TASK DESCRIPTION ::
A faithful transcription of all the data is required.

DATA FOR THIS EXERCISE ::
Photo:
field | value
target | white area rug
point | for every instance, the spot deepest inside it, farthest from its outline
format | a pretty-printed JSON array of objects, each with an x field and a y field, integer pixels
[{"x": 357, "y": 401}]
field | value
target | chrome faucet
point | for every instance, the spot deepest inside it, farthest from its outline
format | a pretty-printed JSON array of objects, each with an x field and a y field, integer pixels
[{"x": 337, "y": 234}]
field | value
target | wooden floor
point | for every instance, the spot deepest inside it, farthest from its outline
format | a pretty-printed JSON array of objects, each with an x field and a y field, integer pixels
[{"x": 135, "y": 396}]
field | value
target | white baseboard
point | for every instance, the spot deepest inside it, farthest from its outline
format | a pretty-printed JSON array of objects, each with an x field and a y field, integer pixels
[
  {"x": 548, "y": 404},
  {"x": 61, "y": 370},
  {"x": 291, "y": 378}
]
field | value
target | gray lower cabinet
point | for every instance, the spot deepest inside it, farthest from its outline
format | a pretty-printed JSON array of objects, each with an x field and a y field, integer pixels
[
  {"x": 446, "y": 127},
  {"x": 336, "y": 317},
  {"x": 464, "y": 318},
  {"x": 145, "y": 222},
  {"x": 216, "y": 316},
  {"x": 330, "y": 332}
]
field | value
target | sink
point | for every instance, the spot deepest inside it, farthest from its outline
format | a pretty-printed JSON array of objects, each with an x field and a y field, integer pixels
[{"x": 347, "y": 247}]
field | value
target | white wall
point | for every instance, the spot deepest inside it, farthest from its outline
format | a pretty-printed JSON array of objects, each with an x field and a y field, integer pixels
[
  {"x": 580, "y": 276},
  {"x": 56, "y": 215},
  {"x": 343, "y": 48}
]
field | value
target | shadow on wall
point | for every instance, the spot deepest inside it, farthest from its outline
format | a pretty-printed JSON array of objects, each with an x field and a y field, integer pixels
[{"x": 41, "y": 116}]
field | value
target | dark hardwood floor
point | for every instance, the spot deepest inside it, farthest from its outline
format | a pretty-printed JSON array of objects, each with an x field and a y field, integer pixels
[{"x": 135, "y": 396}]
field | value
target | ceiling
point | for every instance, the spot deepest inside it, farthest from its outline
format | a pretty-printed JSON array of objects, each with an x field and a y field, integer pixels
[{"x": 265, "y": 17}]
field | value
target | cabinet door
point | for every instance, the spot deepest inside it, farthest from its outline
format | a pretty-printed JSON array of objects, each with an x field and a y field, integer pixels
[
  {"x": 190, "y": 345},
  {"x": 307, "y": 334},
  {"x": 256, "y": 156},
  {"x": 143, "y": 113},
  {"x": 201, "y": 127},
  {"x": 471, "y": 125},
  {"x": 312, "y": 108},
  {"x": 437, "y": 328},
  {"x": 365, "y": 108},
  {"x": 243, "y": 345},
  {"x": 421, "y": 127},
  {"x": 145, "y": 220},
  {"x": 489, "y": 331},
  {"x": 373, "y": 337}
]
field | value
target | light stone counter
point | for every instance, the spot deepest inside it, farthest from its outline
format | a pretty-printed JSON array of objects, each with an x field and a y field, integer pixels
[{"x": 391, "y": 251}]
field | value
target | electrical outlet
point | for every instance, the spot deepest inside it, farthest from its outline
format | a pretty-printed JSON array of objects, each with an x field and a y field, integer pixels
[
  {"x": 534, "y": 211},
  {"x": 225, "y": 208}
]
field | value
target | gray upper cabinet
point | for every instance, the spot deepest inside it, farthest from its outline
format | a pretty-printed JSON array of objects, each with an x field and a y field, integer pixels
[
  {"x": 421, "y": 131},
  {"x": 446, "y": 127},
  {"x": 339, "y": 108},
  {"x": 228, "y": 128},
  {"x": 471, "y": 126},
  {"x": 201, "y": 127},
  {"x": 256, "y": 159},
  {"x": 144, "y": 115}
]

EXERCISE RESULT ::
Photo:
field | value
target | white area rug
point | for every instance, the spot deepest inside it, farthest from its outline
format | a pretty-printed JSON array of objects, each with an x field and a y field, integer pixels
[{"x": 357, "y": 401}]
field | value
target | chrome faucet
point | for every instance, the spot deepest inside it, farthest from its outline
format | a pretty-printed JSON array of objects, each with an x field and a y field, integer pixels
[{"x": 337, "y": 234}]
field | value
target | wooden floor
point | for every instance, the spot deepest inside it, farthest from its outline
format | a pretty-printed JSON array of objects, each with an x field and a y field, integer pixels
[{"x": 135, "y": 396}]
field | value
target | white baseboard
point | for every instance, the spot deepest inside it, farthest from its outline
format | a pretty-printed JSON array of objects, each with an x field and a y field, integer pixels
[
  {"x": 548, "y": 404},
  {"x": 61, "y": 370},
  {"x": 291, "y": 378}
]
field | value
target | gray lower cabinet
point | for every instance, the spot deepest inside it, farthest from its outline
format | a pretty-printed JSON array of objects, each with an x field and a y field, integer pixels
[
  {"x": 446, "y": 127},
  {"x": 336, "y": 317},
  {"x": 464, "y": 318},
  {"x": 145, "y": 222},
  {"x": 216, "y": 316},
  {"x": 330, "y": 332}
]
field | value
target | sink
point | for every instance, the spot deepest inside it, farthest from its outline
format | a pretty-printed JSON array of objects, each with an x field and a y field, integer pixels
[{"x": 347, "y": 247}]
field | value
target | white wall
point | for every instance, the spot deepest inside it, farthest from its outline
format | a pretty-printed JSON array of objects, each with an x field and a y field, integer pixels
[
  {"x": 580, "y": 276},
  {"x": 56, "y": 215},
  {"x": 343, "y": 48}
]
field | value
target | shadow on wall
point | for every instance, the spot deepest inside it, farthest from its outline
format | a pretty-printed JSON array of objects, each with an x field and a y field, integer pixels
[{"x": 41, "y": 116}]
field | value
target | dark hardwood floor
point | for every instance, the spot deepest inside it, farthest from its outline
format | a pretty-printed JSON array of objects, each with an x field and a y field, integer pixels
[{"x": 135, "y": 396}]
field | value
target | ceiling
point | for every instance, the spot deepest inside it, farthest from its outline
format | a pretty-printed JSON array of objects, each with an x field and a y field, integer pixels
[{"x": 265, "y": 17}]
field | value
target | cabinet door
point | for every instance, the spot deepest inside it, farthest from its outline
format | a pretty-printed JSON array of objects, each with an x field and a y field, integer pixels
[
  {"x": 190, "y": 345},
  {"x": 307, "y": 334},
  {"x": 256, "y": 156},
  {"x": 143, "y": 113},
  {"x": 201, "y": 127},
  {"x": 471, "y": 125},
  {"x": 312, "y": 108},
  {"x": 437, "y": 328},
  {"x": 365, "y": 108},
  {"x": 243, "y": 345},
  {"x": 421, "y": 127},
  {"x": 145, "y": 220},
  {"x": 489, "y": 331},
  {"x": 373, "y": 337}
]
field | value
target | light stone counter
point | for every instance, the spot deepest inside it, farthest from its outline
format | a pretty-printed JSON array of objects, each with an x field and a y field, integer pixels
[{"x": 391, "y": 251}]
field | value
target | electrical outlet
point | for every instance, the spot deepest inside it, farthest from its outline
format | a pretty-printed JSON array of objects, each with an x field and a y field, integer pixels
[
  {"x": 534, "y": 211},
  {"x": 225, "y": 208}
]
field | value
target | gray upper cabinet
point | for every instance, the spot deepest inside it, farthest from its outline
format | a pretty-printed JSON array of objects, each with an x field and a y field, integer pixels
[
  {"x": 421, "y": 131},
  {"x": 446, "y": 127},
  {"x": 339, "y": 108},
  {"x": 228, "y": 128},
  {"x": 471, "y": 126},
  {"x": 201, "y": 127},
  {"x": 256, "y": 159},
  {"x": 144, "y": 115}
]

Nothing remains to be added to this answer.